Saved data entries
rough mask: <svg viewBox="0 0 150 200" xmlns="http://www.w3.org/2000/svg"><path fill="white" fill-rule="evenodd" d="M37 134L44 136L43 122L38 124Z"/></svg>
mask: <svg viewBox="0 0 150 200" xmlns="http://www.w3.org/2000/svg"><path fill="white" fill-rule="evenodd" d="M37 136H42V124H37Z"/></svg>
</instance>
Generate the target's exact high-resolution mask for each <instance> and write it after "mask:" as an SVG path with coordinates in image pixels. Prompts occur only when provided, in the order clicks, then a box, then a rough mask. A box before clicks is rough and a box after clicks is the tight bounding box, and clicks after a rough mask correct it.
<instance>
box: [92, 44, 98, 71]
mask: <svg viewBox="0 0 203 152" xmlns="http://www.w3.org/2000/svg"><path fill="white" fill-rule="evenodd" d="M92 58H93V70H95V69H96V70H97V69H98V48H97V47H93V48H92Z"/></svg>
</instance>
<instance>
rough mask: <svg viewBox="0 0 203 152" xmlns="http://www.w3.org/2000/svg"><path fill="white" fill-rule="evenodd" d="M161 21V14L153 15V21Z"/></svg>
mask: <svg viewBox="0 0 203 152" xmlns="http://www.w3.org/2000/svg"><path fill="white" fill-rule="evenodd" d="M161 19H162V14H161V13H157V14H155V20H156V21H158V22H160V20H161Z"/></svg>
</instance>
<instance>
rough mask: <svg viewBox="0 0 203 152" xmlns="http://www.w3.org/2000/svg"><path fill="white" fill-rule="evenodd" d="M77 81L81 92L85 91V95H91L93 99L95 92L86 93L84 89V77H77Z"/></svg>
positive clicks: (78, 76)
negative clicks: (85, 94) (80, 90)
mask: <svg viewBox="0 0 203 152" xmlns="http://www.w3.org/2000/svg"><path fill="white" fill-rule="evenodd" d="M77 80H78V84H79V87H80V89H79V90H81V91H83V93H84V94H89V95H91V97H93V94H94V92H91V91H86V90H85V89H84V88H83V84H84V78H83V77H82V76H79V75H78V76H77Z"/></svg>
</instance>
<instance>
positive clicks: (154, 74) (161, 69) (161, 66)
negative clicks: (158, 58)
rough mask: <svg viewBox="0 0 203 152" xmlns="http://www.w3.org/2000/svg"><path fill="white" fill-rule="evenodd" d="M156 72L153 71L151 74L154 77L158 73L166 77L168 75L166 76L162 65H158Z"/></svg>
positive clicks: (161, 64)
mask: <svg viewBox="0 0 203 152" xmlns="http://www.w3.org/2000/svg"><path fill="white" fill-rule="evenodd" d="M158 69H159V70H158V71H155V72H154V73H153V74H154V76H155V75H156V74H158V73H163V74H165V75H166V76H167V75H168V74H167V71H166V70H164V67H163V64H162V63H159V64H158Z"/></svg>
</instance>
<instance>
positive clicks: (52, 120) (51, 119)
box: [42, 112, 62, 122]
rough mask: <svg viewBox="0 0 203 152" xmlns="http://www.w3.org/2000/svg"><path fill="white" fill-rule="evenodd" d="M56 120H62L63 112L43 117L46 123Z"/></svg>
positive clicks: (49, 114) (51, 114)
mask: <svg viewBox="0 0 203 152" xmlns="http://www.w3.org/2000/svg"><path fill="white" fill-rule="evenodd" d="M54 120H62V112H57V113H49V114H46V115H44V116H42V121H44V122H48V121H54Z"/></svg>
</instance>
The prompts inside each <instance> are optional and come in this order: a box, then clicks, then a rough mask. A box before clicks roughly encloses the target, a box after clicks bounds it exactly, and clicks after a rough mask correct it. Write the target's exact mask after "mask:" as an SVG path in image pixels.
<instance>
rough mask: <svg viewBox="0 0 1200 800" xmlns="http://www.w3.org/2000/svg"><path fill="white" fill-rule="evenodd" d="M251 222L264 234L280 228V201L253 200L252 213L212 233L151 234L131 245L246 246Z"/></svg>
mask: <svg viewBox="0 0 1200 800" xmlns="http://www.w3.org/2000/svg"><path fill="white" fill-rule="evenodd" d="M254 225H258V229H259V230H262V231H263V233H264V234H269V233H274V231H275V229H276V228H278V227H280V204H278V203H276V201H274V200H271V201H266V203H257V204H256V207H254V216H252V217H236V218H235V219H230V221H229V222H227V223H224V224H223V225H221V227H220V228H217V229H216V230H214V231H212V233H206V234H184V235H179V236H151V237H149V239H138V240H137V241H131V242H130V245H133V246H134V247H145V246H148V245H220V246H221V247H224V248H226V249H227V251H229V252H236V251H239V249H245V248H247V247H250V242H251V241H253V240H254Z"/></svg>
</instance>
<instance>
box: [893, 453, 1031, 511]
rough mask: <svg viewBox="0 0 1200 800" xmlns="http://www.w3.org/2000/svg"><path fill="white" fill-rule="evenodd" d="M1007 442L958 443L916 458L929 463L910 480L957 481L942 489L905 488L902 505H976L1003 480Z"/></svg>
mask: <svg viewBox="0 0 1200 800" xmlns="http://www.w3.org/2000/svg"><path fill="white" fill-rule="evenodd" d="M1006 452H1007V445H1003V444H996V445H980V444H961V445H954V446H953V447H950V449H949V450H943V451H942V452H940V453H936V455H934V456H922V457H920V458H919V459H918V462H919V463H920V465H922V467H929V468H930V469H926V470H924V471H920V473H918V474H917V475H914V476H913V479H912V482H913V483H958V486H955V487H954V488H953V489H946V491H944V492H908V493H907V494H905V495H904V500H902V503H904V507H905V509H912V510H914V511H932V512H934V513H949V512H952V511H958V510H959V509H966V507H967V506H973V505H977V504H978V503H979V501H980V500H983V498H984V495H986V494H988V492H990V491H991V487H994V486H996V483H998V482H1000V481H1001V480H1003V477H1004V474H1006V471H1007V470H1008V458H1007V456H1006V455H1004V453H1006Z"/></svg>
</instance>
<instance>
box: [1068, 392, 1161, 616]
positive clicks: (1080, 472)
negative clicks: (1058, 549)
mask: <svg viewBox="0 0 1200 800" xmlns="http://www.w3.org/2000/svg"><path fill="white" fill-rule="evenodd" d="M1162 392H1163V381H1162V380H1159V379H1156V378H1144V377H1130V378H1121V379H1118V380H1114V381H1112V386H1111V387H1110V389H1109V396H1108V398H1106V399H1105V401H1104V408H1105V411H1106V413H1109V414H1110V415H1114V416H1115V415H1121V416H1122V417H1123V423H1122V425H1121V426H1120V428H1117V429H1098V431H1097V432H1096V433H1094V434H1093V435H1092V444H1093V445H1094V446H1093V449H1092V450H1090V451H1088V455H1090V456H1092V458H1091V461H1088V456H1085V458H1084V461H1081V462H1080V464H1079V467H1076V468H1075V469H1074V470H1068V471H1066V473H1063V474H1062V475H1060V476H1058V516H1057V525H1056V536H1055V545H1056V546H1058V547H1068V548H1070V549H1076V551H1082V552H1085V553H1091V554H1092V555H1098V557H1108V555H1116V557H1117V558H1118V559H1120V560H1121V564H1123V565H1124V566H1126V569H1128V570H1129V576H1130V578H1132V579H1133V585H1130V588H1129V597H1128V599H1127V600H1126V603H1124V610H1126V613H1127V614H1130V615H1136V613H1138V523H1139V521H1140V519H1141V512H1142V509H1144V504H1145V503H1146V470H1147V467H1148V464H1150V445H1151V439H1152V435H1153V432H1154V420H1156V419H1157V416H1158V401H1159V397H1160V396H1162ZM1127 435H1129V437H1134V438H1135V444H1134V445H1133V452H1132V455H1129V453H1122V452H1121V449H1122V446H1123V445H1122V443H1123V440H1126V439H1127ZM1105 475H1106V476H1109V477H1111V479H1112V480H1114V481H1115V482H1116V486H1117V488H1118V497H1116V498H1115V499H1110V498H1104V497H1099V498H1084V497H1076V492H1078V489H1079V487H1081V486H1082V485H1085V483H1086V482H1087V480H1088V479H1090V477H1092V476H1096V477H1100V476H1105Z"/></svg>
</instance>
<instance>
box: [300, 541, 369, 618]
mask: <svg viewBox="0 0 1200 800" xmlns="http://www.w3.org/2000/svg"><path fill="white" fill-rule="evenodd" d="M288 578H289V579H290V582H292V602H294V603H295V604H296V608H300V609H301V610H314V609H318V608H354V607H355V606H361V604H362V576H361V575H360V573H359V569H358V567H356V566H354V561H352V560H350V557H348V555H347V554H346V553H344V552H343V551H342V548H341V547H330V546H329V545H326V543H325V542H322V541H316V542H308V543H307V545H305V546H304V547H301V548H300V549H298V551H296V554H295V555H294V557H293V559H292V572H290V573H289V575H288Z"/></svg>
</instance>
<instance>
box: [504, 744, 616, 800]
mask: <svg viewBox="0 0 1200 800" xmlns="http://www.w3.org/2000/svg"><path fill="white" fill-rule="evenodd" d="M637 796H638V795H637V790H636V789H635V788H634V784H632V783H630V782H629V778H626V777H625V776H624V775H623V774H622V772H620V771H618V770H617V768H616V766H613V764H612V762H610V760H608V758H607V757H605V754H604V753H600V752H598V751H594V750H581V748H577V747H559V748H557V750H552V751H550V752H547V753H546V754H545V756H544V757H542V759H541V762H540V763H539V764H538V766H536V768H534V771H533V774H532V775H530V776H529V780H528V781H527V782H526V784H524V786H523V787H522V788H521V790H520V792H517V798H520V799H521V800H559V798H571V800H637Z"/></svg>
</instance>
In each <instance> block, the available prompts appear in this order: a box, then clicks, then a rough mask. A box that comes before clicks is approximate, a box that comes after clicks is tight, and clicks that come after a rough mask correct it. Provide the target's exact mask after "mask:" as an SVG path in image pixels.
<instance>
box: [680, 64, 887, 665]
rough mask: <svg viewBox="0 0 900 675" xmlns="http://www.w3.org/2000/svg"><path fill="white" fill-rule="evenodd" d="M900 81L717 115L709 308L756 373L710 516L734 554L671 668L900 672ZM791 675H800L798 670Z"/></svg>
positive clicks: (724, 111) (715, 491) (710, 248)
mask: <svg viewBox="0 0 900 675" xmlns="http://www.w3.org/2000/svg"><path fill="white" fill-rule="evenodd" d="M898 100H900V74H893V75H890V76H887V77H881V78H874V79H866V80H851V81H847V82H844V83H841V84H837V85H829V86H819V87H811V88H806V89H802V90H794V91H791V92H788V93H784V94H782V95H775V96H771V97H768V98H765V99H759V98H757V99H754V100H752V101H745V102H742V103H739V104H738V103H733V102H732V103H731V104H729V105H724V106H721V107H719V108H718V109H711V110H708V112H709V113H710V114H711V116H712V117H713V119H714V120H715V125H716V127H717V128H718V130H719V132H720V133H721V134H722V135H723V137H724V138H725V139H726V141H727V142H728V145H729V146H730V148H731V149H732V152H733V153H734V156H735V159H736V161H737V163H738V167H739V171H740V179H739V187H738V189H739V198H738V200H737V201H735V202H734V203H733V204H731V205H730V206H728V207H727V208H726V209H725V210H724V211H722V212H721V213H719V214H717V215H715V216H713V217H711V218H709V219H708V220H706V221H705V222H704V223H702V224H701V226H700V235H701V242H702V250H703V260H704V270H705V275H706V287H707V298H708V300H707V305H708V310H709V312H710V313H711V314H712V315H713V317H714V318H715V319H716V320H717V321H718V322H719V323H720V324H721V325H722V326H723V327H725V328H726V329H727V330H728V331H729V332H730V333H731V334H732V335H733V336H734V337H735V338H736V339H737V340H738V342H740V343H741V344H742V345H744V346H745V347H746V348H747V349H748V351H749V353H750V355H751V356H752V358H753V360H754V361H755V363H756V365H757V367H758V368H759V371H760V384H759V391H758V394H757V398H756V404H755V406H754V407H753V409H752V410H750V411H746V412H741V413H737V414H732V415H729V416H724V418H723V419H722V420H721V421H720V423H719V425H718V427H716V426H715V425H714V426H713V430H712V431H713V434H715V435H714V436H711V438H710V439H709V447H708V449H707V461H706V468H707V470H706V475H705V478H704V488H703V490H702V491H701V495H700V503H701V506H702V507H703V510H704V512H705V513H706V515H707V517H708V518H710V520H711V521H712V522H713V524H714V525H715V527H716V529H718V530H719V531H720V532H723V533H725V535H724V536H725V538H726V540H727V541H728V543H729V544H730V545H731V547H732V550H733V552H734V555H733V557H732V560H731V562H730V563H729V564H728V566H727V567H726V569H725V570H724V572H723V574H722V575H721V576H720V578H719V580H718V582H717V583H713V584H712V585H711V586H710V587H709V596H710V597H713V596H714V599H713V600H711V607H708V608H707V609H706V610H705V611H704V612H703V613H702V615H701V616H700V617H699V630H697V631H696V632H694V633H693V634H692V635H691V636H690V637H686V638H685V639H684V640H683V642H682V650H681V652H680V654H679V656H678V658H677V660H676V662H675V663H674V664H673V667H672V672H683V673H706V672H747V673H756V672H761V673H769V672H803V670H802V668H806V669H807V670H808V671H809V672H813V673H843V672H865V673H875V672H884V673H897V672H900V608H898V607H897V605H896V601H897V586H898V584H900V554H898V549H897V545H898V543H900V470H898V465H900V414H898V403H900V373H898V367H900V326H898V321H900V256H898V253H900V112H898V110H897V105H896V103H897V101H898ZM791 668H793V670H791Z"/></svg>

- **What to work on**
Identify each line in the items above that contains the word "negative", and copy those lines in full.

- **Answer**
negative clicks: (85, 94) (80, 90)
negative clicks: (158, 58)
negative clicks: (1058, 549)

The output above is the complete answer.